— Extracted text —
Is it ethical to adopt a client who you counsel?

I have a client who is 16. she will be 17 in a few months. She is currently living with relatives because of behavioral problems at home. It was not done through the courts.The relatves feel stressed because the parents have not given them any money and the mother calls daily to question everything they do. Now they want to return him because they are now having marital problems. They believe it is safe. I do not. There is years and years of physical and emotional abuse. She is scared to go back. She has asked if she could live with me. I would take her in a heart beat. She deserves a loving home without the stress of feeling that she's not wanted.

Answer:
First of all, if you're a social worker, then I'm concerned because your grammar lacks some to be desired for someone who has a Masters degree...so part of me questions the validity of this question.
Second, I too question how you talk about a girl, then you switch to saying, "him." Are you trying to hide the real sex so it doesn't look worse for you? Or again, is this a real question?
Third, you should NEVER adopt someone that you counsel. Boundaries are extremely important when doing therapy and it's very important to teach this young child (girl or boy) about boundaries. You're the role model, you're the professional, it's up to YOU to set the boundaries with this child. It's common for children to see therapists as a savior, but you should be the one to explain that that's common (but still setting the boundary).
I once counseled a client whose case worker adopted him and he was a mess because of those boundaries. His "mother" was no longer his case worker and he had trouble converting that in his mind. She wanted to be the mom, but he still saw her as his case worker and not his mom. In some words, don't do it. Besides, you never mentioned that the child was even up for adoption.
Unethical unethical unethical. I question your motives - everyone else will, too.
Not unless you pass the case off to another worker BEFORE you begin the adoption process.

Good Luck.
You have an ethical and moral dilemma. Ethically you can not do what you deem to be morally right. The best thing is for you to find her someone, who you can trust to take care of her, and you can still oversee. In that way you may regain your objectivity.
I would adopt:)
Whoa! Dude!!

I can only guess which profession you belong to. Read your guidance and ethics programme.

The fact that she has asked to live with you discloses an unhealthy relationship. I'm not suggesting that's your fault, but you really should hand her case over for someone else to deal with.
Extremely unethical. You are supposedly a trained professional and you know what boundaries and transference mean. This would be very unhealthy. I can truly understand your feelings having been in psychiatry for 17 years, there are some cases which you really want to step in and "save". The question I have for you is why did you change gender on your patient? You called her "she", then referred to her as "him". Perhaps just a typo. Perhaps you should talk to a colleague or mentor and get their take on this rather than Y/A.

Rows from a collection:
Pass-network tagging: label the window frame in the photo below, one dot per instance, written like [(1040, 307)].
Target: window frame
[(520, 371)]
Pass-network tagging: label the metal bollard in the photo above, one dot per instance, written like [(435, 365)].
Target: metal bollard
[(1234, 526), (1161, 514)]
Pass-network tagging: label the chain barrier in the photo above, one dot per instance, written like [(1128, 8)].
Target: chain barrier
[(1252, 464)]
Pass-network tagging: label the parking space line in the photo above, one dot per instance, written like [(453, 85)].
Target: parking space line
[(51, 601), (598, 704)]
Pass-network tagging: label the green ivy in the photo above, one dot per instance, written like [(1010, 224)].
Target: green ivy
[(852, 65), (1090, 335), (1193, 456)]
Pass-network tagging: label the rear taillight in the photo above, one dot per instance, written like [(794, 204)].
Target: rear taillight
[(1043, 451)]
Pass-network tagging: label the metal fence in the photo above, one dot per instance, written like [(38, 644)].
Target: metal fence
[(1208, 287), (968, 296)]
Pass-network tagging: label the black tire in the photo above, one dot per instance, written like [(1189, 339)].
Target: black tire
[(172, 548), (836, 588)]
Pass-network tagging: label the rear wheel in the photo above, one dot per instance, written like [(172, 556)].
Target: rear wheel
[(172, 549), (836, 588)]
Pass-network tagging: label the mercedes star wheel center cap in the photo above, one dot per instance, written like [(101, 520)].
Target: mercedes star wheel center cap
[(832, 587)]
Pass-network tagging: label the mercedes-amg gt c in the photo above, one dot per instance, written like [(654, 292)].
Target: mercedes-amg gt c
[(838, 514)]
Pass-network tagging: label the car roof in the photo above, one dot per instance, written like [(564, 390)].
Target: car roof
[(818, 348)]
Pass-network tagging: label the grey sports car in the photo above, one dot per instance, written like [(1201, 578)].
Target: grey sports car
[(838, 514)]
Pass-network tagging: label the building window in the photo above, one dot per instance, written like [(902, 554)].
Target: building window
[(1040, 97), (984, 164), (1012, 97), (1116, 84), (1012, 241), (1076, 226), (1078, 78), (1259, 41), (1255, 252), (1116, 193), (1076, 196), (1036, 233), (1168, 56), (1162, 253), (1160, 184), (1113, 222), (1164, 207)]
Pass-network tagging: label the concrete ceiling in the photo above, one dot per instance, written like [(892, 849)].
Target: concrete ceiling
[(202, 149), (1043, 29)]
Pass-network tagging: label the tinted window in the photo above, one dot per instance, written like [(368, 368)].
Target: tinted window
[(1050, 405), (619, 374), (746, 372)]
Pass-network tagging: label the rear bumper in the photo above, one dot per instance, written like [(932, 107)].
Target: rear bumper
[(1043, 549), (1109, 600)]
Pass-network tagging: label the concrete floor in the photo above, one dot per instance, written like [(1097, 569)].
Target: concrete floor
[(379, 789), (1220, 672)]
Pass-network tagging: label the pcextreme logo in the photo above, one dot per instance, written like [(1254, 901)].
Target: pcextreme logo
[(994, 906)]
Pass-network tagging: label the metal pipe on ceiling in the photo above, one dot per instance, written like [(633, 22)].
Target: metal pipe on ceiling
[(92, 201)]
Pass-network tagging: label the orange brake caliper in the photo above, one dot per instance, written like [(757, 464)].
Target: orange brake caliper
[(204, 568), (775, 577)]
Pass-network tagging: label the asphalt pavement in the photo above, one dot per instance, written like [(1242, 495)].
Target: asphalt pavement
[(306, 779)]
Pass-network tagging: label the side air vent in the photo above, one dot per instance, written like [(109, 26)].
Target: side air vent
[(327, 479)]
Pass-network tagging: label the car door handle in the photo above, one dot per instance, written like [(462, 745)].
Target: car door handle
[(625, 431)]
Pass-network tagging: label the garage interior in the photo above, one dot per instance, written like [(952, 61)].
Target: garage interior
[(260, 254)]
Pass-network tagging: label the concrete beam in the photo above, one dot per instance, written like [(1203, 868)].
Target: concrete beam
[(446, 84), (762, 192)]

— Problem —
From the thread about adopting a counseling client, print the part that opens with the words containing "Second, I too" and closes with "setting the boundary).". The rows aren't needed here.

— Problem solution —
Second, I too question how you talk about a girl, then you switch to saying, "him." Are you trying to hide the real sex so it doesn't look worse for you? Or again, is this a real question?
Third, you should NEVER adopt someone that you counsel. Boundaries are extremely important when doing therapy and it's very important to teach this young child (girl or boy) about boundaries. You're the role model, you're the professional, it's up to YOU to set the boundaries with this child. It's common for children to see therapists as a savior, but you should be the one to explain that that's common (but still setting the boundary).